» **Data lines**:
###

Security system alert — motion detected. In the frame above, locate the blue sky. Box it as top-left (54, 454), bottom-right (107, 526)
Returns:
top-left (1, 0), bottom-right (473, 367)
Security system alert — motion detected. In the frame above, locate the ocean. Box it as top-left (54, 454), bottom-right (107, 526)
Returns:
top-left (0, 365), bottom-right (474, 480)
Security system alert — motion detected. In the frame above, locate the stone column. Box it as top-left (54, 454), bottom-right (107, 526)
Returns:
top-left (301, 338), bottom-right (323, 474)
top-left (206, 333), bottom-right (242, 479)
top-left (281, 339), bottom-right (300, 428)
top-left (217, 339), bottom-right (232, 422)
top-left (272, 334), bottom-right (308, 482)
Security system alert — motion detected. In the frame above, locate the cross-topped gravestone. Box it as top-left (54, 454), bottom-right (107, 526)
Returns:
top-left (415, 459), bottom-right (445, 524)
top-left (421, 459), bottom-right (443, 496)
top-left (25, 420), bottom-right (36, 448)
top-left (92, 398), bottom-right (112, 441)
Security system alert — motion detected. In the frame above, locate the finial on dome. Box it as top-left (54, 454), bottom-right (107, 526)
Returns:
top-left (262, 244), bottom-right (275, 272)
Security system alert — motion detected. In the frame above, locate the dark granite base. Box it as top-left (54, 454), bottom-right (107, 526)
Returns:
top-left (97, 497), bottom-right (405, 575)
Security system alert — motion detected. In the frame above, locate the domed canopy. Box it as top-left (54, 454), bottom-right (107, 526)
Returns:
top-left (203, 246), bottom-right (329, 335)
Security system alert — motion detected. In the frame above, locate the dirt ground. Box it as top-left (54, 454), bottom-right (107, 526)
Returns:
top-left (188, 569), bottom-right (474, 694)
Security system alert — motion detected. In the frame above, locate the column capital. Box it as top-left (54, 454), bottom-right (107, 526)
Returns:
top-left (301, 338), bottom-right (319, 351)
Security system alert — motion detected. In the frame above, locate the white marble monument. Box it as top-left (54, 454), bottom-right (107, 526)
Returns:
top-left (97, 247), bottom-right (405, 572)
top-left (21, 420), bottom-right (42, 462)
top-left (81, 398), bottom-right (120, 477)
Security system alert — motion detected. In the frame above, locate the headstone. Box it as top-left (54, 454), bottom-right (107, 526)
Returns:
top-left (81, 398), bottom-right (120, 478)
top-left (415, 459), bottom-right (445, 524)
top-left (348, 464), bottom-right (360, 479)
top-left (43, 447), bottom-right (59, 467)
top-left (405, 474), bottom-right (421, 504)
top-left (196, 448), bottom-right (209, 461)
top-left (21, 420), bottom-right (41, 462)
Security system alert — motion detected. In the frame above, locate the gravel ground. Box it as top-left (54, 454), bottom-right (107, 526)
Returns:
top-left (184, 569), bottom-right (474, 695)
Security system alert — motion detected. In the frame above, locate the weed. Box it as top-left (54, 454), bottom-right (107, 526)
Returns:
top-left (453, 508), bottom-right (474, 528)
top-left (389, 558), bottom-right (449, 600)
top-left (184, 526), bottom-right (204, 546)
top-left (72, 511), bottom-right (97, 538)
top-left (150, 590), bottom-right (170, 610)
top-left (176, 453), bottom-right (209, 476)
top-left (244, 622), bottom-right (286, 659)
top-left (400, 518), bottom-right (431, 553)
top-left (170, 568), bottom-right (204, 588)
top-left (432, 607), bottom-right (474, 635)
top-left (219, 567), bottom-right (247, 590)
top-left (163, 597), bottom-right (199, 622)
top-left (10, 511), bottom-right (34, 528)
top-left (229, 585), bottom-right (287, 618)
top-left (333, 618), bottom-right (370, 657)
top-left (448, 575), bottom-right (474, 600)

###

Copy out all of the lines above word for word, without changing anything.

Security system alert — motion detected. In the frame above, locate the blue sky. Box it as top-left (54, 454), bottom-right (107, 526)
Returns:
top-left (1, 0), bottom-right (473, 367)
Security system alert — motion detected. In the frame above, locate the ocean. Box it as top-left (54, 454), bottom-right (107, 526)
Returns:
top-left (0, 365), bottom-right (474, 480)
Security system alert — motion detected. In the frame above, locate the stone column. Box it as top-left (54, 454), bottom-right (107, 526)
Returns:
top-left (301, 338), bottom-right (323, 474)
top-left (206, 333), bottom-right (242, 479)
top-left (281, 339), bottom-right (300, 428)
top-left (217, 339), bottom-right (232, 422)
top-left (272, 334), bottom-right (308, 482)
Security system alert — motion detected. In the frame above, locate the cross-topped gravestone. Box it as top-left (54, 454), bottom-right (107, 526)
Returns:
top-left (415, 459), bottom-right (445, 524)
top-left (421, 459), bottom-right (443, 496)
top-left (25, 420), bottom-right (36, 448)
top-left (92, 398), bottom-right (112, 441)
Security system alert — motion detected. In the frame above, locate the finial on dome. Box it as top-left (54, 454), bottom-right (107, 526)
Returns:
top-left (262, 244), bottom-right (275, 272)
Security system alert — motion detected. In the frame above, locate the dark granite base. Box it as top-left (54, 454), bottom-right (107, 526)
Returns:
top-left (97, 497), bottom-right (405, 575)
Security system alert — motion detected. In the frame above, locate the domed canopy. Box it as top-left (54, 454), bottom-right (107, 526)
Returns:
top-left (203, 246), bottom-right (329, 335)
Security system alert — motion detected. In the frame above, locate the dirt ground. Box it as top-left (54, 454), bottom-right (107, 526)
Returns:
top-left (188, 569), bottom-right (474, 694)
Security system alert — motion detected. In the frame above, locate the column capital. Box it as top-left (54, 454), bottom-right (107, 526)
Returns:
top-left (301, 338), bottom-right (319, 351)
Security system alert — motion detected. In the frame above, locate the white marble monument. Box it as top-left (54, 454), bottom-right (107, 526)
Returns:
top-left (97, 247), bottom-right (405, 572)
top-left (21, 420), bottom-right (42, 462)
top-left (81, 398), bottom-right (120, 477)
Security system alert — motion detected. In the frame above, locate the headstone. Box it as top-left (54, 454), bottom-right (107, 526)
Returns:
top-left (81, 398), bottom-right (120, 478)
top-left (415, 459), bottom-right (445, 524)
top-left (348, 464), bottom-right (360, 479)
top-left (43, 447), bottom-right (59, 467)
top-left (405, 474), bottom-right (421, 504)
top-left (196, 448), bottom-right (209, 461)
top-left (21, 420), bottom-right (41, 462)
Security system alert — motion detected. In the frame above, locate the gravel ground. Box it as top-left (54, 454), bottom-right (107, 526)
Returns:
top-left (184, 569), bottom-right (474, 695)
Security system alert — motion detected. In the frame above, locate the weed. Box it as top-left (54, 454), bottom-right (107, 526)
Returns:
top-left (453, 508), bottom-right (474, 528)
top-left (389, 558), bottom-right (449, 600)
top-left (184, 526), bottom-right (204, 546)
top-left (72, 511), bottom-right (97, 538)
top-left (150, 590), bottom-right (170, 610)
top-left (176, 453), bottom-right (209, 476)
top-left (244, 622), bottom-right (286, 659)
top-left (400, 518), bottom-right (431, 553)
top-left (170, 568), bottom-right (204, 588)
top-left (432, 607), bottom-right (474, 635)
top-left (219, 567), bottom-right (247, 590)
top-left (163, 597), bottom-right (199, 622)
top-left (10, 511), bottom-right (34, 528)
top-left (229, 585), bottom-right (287, 618)
top-left (333, 618), bottom-right (370, 657)
top-left (448, 575), bottom-right (474, 600)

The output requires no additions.